AVAILABLE DATA:
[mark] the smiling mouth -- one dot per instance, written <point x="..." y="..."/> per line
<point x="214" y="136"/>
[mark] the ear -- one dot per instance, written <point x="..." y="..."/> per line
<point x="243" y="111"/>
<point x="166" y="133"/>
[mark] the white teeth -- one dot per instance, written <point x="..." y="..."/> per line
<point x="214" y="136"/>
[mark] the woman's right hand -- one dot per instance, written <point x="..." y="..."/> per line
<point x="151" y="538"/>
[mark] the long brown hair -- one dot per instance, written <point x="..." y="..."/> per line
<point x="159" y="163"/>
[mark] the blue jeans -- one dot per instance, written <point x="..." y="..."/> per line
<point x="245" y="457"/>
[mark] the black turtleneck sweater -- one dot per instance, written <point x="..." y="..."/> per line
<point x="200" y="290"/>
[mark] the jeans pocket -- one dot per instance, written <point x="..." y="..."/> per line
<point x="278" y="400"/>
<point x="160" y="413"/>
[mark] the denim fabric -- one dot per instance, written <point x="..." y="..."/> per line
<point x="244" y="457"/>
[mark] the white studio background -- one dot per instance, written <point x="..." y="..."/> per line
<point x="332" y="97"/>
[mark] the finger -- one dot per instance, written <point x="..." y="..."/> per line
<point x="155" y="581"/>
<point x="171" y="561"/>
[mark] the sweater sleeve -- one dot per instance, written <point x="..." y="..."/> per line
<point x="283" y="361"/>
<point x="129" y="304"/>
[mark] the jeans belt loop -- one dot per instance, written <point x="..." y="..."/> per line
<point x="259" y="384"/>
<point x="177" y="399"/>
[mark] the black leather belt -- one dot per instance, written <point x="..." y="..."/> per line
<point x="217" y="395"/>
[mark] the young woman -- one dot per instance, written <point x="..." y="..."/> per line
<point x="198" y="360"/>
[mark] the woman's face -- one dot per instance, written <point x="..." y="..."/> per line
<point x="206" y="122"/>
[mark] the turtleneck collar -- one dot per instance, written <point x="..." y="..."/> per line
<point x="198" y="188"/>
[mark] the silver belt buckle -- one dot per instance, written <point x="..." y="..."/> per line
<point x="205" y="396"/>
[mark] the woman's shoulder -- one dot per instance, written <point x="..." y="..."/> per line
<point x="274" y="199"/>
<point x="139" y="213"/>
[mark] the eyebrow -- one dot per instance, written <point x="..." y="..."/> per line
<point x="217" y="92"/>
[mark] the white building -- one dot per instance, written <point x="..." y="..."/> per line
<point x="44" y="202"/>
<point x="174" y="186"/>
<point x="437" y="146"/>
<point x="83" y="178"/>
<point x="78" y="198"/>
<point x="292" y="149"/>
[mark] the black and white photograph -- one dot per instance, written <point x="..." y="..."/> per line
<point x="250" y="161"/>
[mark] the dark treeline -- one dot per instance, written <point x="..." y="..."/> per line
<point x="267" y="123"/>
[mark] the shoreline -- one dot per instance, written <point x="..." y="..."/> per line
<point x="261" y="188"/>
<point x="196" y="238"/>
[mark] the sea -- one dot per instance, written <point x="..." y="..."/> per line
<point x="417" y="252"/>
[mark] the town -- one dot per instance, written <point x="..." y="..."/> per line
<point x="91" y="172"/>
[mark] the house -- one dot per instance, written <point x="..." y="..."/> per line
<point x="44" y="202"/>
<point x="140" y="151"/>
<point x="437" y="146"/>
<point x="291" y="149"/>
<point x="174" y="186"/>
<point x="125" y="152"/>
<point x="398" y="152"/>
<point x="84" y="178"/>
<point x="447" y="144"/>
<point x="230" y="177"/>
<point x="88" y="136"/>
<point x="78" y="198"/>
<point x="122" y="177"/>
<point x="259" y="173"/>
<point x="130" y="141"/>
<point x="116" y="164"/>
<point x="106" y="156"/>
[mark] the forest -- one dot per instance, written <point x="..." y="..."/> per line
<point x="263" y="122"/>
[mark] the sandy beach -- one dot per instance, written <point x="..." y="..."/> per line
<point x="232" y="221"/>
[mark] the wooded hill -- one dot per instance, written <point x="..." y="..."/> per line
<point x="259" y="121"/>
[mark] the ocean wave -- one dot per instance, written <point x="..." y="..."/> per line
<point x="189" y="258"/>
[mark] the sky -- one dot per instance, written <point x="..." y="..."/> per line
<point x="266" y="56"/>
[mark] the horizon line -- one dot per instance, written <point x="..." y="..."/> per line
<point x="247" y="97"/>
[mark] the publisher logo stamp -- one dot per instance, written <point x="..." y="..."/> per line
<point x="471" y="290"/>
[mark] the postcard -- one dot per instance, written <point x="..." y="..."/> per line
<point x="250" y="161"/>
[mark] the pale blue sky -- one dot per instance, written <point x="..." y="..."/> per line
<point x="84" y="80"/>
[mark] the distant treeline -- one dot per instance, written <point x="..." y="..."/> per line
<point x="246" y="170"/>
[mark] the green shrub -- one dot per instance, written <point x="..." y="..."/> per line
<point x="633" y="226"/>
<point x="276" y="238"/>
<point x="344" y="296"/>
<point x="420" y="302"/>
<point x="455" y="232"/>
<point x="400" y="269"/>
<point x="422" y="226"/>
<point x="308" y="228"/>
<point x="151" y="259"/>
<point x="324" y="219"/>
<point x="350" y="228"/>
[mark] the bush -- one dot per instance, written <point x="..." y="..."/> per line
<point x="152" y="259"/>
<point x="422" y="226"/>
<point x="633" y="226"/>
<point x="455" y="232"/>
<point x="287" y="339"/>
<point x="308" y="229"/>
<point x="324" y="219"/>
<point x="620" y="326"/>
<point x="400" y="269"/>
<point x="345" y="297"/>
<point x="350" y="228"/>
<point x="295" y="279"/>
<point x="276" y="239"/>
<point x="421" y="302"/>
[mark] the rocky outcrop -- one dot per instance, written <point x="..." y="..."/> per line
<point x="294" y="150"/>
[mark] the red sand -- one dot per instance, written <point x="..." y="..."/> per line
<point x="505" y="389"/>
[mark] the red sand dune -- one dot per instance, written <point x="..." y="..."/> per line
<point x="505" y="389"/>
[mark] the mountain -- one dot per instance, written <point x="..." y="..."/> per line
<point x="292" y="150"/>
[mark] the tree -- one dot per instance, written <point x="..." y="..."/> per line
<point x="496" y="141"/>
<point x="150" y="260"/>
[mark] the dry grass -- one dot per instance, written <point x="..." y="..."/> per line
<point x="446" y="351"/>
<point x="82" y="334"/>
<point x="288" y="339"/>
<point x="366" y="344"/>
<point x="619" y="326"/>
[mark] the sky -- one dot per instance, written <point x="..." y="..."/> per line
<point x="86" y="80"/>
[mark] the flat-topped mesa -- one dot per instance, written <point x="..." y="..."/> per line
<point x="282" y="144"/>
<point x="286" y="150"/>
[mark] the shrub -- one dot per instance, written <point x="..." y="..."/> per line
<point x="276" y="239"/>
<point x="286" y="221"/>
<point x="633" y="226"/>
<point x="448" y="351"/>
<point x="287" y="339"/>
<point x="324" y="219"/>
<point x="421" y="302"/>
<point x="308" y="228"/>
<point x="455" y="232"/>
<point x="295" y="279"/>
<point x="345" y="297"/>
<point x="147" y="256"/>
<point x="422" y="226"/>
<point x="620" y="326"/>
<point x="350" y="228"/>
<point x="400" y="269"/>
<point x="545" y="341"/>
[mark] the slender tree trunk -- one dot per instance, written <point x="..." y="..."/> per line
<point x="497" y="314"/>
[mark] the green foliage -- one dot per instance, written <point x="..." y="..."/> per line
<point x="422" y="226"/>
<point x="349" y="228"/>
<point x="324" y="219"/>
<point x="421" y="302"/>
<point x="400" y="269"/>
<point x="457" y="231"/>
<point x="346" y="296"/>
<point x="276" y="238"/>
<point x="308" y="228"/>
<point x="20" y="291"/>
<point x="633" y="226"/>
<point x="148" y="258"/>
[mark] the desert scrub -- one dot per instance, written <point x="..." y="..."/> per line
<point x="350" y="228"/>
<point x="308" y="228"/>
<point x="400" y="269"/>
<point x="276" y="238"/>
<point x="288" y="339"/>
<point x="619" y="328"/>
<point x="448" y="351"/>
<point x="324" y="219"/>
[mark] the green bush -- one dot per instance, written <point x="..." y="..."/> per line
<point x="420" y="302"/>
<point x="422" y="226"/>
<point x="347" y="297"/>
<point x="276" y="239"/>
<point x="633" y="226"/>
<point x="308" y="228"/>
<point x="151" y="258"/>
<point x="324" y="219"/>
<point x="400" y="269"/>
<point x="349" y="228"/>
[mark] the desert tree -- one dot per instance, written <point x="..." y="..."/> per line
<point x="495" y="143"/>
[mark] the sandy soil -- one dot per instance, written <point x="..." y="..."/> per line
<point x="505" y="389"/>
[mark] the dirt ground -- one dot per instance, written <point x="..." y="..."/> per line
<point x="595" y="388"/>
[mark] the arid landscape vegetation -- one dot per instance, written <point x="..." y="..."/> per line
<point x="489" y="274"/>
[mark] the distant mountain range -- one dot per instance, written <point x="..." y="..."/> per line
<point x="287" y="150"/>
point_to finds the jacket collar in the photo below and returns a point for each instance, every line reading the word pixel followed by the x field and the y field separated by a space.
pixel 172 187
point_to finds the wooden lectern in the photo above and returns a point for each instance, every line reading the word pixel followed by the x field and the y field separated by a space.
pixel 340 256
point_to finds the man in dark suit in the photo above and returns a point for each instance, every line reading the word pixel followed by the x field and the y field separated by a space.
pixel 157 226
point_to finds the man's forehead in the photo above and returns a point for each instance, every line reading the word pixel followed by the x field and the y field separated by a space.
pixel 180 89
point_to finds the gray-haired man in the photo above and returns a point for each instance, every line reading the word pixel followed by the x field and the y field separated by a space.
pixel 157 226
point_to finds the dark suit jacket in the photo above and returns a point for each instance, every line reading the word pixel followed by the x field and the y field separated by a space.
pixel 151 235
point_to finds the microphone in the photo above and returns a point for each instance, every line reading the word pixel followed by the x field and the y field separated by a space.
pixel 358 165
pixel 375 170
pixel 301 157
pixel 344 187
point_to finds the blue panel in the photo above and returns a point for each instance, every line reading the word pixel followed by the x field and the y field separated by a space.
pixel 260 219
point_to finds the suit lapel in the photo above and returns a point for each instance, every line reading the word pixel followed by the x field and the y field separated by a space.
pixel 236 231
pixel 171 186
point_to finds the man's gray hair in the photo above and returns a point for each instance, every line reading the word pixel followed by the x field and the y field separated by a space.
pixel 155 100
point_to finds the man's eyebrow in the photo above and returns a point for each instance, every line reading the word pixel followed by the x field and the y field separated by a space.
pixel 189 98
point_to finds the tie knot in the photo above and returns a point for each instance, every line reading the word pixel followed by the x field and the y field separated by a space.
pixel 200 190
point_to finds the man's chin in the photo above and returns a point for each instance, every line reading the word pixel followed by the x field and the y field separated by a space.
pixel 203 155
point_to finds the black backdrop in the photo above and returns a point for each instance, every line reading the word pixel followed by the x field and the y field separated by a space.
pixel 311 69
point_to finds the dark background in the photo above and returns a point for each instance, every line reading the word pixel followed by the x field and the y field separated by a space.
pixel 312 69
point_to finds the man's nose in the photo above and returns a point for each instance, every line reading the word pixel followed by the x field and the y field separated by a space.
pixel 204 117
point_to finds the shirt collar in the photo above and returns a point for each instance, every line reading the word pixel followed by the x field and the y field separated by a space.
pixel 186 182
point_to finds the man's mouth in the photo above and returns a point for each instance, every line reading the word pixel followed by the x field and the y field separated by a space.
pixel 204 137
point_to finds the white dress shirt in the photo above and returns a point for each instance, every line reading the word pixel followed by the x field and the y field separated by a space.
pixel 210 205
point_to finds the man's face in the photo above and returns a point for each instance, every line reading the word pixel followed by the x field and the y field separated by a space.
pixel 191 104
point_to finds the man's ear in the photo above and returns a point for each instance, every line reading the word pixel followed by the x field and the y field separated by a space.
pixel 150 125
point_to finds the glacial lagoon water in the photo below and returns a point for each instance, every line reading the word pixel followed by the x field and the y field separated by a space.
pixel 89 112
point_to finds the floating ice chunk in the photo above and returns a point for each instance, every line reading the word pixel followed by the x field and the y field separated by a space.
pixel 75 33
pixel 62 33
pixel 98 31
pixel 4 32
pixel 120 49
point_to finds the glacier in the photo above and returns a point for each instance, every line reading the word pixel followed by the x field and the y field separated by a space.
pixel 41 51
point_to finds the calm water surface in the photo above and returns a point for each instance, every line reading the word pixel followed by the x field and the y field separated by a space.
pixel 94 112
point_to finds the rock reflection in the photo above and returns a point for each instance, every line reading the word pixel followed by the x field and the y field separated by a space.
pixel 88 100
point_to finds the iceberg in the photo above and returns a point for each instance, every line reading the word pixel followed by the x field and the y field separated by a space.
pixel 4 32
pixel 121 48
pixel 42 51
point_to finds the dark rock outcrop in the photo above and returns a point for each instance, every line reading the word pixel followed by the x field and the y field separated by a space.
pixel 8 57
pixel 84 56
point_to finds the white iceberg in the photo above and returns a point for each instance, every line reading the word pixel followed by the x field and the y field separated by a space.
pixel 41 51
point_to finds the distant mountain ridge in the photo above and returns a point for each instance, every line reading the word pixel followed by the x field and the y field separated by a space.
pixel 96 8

TASK TO COMPLETE:
Everything from the line containing "point_to finds the dark rock" through the end of the entries above should be retyped exactly, and nothing else.

TASK SOLUTION:
point_to finds the dark rock outcrop in the photo above and returns a point for each instance, every line reading the word pixel followed by the x field and the y field separated by a space.
pixel 8 57
pixel 84 56
point_to finds the white iceberg in the photo above and returns a point for each instance, every line reading the word pixel followed by the x field and the y field separated by a space.
pixel 41 51
point_to finds the distant mountain ridge in the photo above and returns a point for each instance, every line reading the word pixel followed by the x field and the y field separated by a space.
pixel 96 8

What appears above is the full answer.